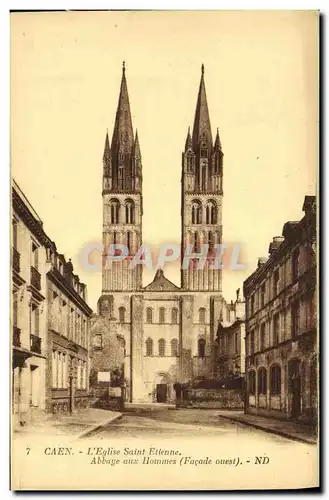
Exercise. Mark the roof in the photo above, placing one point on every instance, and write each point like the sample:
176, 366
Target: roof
161, 284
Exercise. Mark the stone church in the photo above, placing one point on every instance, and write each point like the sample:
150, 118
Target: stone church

**What to work on**: Copy the data above line for line, without any change, and omit the pictures.

**Finished answer**:
Exercise. Mark the roof in the photo above, placing one point on every instance, and write each point like the sample:
176, 366
Target: roof
161, 284
Exercise. Mark the stone church in the photo above, placing one point on every instance, and write each point like the sample:
150, 118
Target: stone church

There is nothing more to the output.